* **TASK STATEMENT**:
Reproduce the records below line for line, keeping every word, number, and space unchanged.

* **INPUT**:
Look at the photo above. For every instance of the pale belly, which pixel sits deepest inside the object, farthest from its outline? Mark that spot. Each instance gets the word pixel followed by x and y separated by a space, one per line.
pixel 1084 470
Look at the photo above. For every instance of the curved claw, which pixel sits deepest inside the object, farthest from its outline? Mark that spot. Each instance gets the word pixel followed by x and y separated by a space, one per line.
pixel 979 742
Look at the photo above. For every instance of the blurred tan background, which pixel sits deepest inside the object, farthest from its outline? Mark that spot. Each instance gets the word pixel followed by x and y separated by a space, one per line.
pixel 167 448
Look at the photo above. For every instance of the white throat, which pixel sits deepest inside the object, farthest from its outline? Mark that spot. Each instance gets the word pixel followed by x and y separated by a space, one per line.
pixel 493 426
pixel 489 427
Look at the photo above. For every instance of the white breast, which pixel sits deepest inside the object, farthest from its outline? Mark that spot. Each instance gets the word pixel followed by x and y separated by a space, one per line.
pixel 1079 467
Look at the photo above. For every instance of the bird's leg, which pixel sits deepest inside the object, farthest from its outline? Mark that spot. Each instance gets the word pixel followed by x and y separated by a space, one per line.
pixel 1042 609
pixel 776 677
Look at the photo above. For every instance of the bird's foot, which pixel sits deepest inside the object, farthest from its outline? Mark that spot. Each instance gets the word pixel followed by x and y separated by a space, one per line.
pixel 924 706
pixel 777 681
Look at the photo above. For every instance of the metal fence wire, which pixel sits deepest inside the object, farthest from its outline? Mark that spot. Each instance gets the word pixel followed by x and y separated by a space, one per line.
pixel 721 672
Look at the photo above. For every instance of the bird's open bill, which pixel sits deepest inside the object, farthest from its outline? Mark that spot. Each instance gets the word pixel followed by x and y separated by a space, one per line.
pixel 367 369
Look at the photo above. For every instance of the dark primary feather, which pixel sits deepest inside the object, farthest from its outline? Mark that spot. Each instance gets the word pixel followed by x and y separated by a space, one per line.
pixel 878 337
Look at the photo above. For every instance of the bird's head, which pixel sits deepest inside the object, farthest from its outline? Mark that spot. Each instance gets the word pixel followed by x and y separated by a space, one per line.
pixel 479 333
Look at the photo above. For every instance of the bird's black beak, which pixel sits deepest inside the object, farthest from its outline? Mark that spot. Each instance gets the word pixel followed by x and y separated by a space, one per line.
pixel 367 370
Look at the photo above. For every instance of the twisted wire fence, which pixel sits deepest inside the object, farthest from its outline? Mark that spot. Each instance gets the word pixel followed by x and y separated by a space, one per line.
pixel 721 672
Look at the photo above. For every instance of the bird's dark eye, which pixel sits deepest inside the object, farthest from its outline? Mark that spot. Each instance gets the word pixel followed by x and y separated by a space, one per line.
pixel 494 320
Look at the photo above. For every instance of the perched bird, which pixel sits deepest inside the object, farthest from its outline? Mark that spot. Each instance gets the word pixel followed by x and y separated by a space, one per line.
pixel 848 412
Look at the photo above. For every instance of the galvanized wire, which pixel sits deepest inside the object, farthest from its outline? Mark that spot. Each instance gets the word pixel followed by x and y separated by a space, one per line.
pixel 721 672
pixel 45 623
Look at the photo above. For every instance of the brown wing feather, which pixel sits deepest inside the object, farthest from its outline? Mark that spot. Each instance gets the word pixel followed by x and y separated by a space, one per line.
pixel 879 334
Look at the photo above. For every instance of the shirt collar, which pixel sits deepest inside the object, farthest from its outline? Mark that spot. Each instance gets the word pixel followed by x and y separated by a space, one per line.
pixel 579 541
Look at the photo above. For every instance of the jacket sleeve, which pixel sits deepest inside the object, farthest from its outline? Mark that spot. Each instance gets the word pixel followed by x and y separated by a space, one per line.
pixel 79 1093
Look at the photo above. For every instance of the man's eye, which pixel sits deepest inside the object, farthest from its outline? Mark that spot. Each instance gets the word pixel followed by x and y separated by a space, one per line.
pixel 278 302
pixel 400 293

* **ANSWER TO THIS EXERCISE**:
Look at the photo above. For every instance of the pale belly, which pixel sits deepest inside the object, farthest from its outline? Mark that spot. Each instance gets the word pixel followed by x and y separated by a space, one per line.
pixel 1084 470
Look at the photo above. For every instance of the curved claw, which pixel sits deepest inside the object, farthest from its outline? Mark that spot. Each instance gets the word pixel followed by x and y separated by a space, one per line.
pixel 979 742
Look at the photo above. For every instance of the blurred tan background, which pixel sits deepest inside the object, farthest from its outline? Mark that spot. Each instance gets the word pixel followed by x and y separated by a space, one per line.
pixel 167 448
Look at the photo above. For every instance of the white throat, which pixel sits deepest inside the object, farthest from its outline? Mark that spot. Each instance gets the word pixel followed by x and y separated by a space, one per line.
pixel 493 426
pixel 489 427
Look at the photo above. For every instance of the white breast, which pixel sits deepest inside the object, farthest from its outline? Mark that spot. Each instance gets the word pixel followed by x and y separated by a space, one per line.
pixel 1079 467
Look at the photo above. For every instance of the bird's leg, which pixel sits deepest inside the object, farthest from its outline? Mark that spot. Each instance gets the word pixel followed by x and y separated by a space, one per line.
pixel 1042 609
pixel 776 677
Look at the photo above. For every instance of the bird's foot, which pixel sits deepest inside the object, farthest from its outline? Mark that spot. Each instance gets the word pixel followed by x and y separated by a space, one per line.
pixel 924 706
pixel 777 681
Look at the photo above. For every instance of the metal fence wire, which pixel sits deepest inside the object, farthest from its outline? Mark that spot. Each instance gets the word pixel followed by x and y separated by a space, one per line.
pixel 721 672
Look at the photo above. For every instance of the bird's open bill, which pixel sits deepest inside the object, farthest from its outline? Mark that spot. Each instance gets the word pixel followed by x and y separated by a space, one per line.
pixel 367 369
Look at the photo above. For every instance of the dark primary feather, which pixel sits deepest inside the object, farthest from its outline? Mark that spot. Each instance gets the word pixel followed by x and y separated by a space, one per line.
pixel 878 337
Look at the photo above. For every instance of the bird's head, which pixel sits deepest inside the object, farthest from its outline? Mark that spot. Each instance gets the word pixel followed by x and y separated by a space, one per line.
pixel 479 333
Look at the photo above. For every instance of the bird's black beak, which pixel sits deepest inside the object, farthest from its outline? Mark that spot. Each instance gets the word pixel followed by x and y separated by a space, one per line.
pixel 367 370
Look at the photo above. For every instance of the twisted wire fence, which pixel sits deepest inside the object, farthest from its outline? Mark that spot. Each instance gets the word pixel followed by x and y separated by a space, one per line.
pixel 721 672
Look at the photo above. For every instance of the bird's dark eye, which pixel sits deepest inside the object, farthest from its outline? Mark that spot. Each instance gets the word pixel followed by x and y separated by a space, one per line.
pixel 494 320
Look at the photo above. For every instance of the perched bird, which pixel sits deepest inside the object, farthest from its outline? Mark that spot. Each instance gets the word pixel followed by x and y separated by a space, one per line.
pixel 848 412
Look at the photo above. For every instance of the galvanized wire, which pixel sits deepest inside the object, farthest from its outline? Mark that spot. Each instance gets the word pixel followed by x and y separated by a space, one per line.
pixel 721 672
pixel 45 623
Look at the photo above. For every instance of the brown wing feather, which pixel sits deepest inside the object, farthest from its outline? Mark that spot. Each instance gets the word pixel followed by x and y separated by a space, one per line.
pixel 879 334
Look at the photo above. For every instance of the shirt collar, which pixel sits deepest inside the object, farthest from its outline? Mark that spot. Each instance gets the word pixel followed by x and y separated by a space, one per line.
pixel 579 541
Look at the photo above. For every instance of the jacket sleeve, which pixel sits deepest inside the object, farthest from its outline? Mark that spot. Each instance gets the word pixel followed by x and y separated by a space, one per line.
pixel 79 1093
Look at the photo above. For every instance of the man's eye, which pixel sits deepest inside the object, farthest from its outline? Mark that spot. Each instance gets the word pixel followed by x and y separated by a space, one per line.
pixel 278 302
pixel 400 293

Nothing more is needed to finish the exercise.